◆ **SET EXERCISE A**:
Answer these from the audio fingerprinting assessment:
(i) Which binary does the feature depend on at runtime?
(ii) How long is Chromaprint integration estimated to take?
(iii) What recommendation does the assessment give?
◆ **SET EXERCISE B**: Copy the stretch of the audio fingerprinting assessment from "#### Go/No-Go Recommendation" through "separately, import results)".

◆ **TEXT SEGMENT**:
1. **New Module:** `scanner::audio` for audio-specific processing
2. **Feature Flag:** `audio` (optional compilation)
3. **Dependency:** Runtime dependency on `fpcalc` binary
4. **Cache:** New column for audio fingerprint

#### Risks and Challenges

| Risk | Impact | Severity |
|------|--------|----------|
| No mature Rust crate | High | Requires FFI or external binary |
| LGPL licensing | Medium | Chromaprint is LGPL (compatible but complex) |
| External binary dependency | High | Users must install fpcalc |
| Cross-platform distribution | High | Complex packaging requirements |
| Performance (decoding audio) | Medium | ~100ms per file, needs parallelization |

#### Effort Estimate Breakdown

- **FFI investigation:** 3-5 days
- **Chromaprint integration:** 5-7 days
- **Cross-platform build setup:** 3-5 days
- **Testing across platforms:** 3-5 days
- **Documentation/packaging:** 2-3 days
- **Total:** 4-6 weeks

#### Go/No-Go Recommendation

🔴 **NO-GO for now:**

**Rationale:**
- No pure Rust solution available
- Requires external C library integration
- LGPL licensing complications
- High maintenance burden

**Alternative:** Document workaround using external tools (e.g., run `fpcalc` separately, import results)

◆ **DATA EXTRACT**:
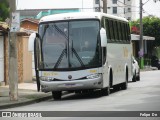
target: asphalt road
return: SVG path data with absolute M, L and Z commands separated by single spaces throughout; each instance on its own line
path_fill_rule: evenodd
M 150 111 L 160 111 L 160 71 L 141 72 L 140 81 L 129 82 L 127 90 L 112 90 L 109 96 L 101 96 L 99 91 L 93 92 L 92 94 L 71 93 L 64 95 L 62 100 L 59 101 L 50 99 L 32 105 L 6 109 L 4 111 L 148 111 L 149 113 L 151 113 Z M 82 113 L 79 112 L 78 114 L 81 115 Z M 95 115 L 94 113 L 92 114 L 93 116 Z M 126 114 L 128 113 L 126 112 Z M 159 113 L 158 116 L 160 116 Z M 70 120 L 74 118 L 58 117 L 58 119 Z M 87 117 L 83 119 L 92 118 Z M 92 120 L 94 119 L 97 118 L 93 118 Z M 99 119 L 105 118 L 101 117 Z M 116 118 L 111 117 L 110 119 L 115 120 Z M 129 118 L 129 120 L 132 119 L 135 120 L 136 117 Z M 148 118 L 143 116 L 143 118 L 137 118 L 136 120 L 146 119 L 148 120 Z M 128 118 L 125 117 L 123 120 L 128 120 Z M 149 118 L 149 120 L 160 120 L 160 118 L 152 117 Z

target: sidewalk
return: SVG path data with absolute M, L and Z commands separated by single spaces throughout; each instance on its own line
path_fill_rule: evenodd
M 18 101 L 10 101 L 9 86 L 0 86 L 0 110 L 28 105 L 50 98 L 52 98 L 51 92 L 37 92 L 36 83 L 20 83 L 18 84 Z

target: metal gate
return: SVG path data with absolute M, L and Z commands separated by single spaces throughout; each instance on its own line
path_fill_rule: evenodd
M 4 81 L 4 38 L 0 36 L 0 82 Z

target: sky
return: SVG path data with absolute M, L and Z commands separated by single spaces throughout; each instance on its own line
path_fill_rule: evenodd
M 148 0 L 143 0 L 145 3 Z M 139 0 L 136 0 L 139 6 Z M 82 4 L 83 3 L 83 4 Z M 53 8 L 91 8 L 92 0 L 17 0 L 17 9 L 53 9 Z M 149 0 L 143 5 L 143 16 L 155 15 L 160 17 L 160 2 Z M 137 10 L 137 15 L 139 14 Z M 139 15 L 138 15 L 139 16 Z

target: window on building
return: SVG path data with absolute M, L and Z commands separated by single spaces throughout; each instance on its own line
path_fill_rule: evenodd
M 113 14 L 117 14 L 117 7 L 113 7 Z
M 131 8 L 128 8 L 128 12 L 131 12 Z
M 117 4 L 117 0 L 112 0 L 112 3 L 113 4 Z
M 99 0 L 95 0 L 95 4 L 99 4 Z

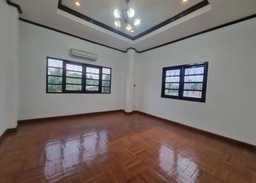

◆ **FINAL ANSWER A**:
(i) `fpcalc`
(ii) 5-7 days
(iii) NO-GO for now

◆ **FINAL ANSWER B**:
#### Go/No-Go Recommendation

🔴 **NO-GO for now:**

**Rationale:**
- No pure Rust solution available
- Requires external C library integration
- LGPL licensing complications
- High maintenance burden

**Alternative:** Document workaround using external tools (e.g., run `fpcalc` separately, import results)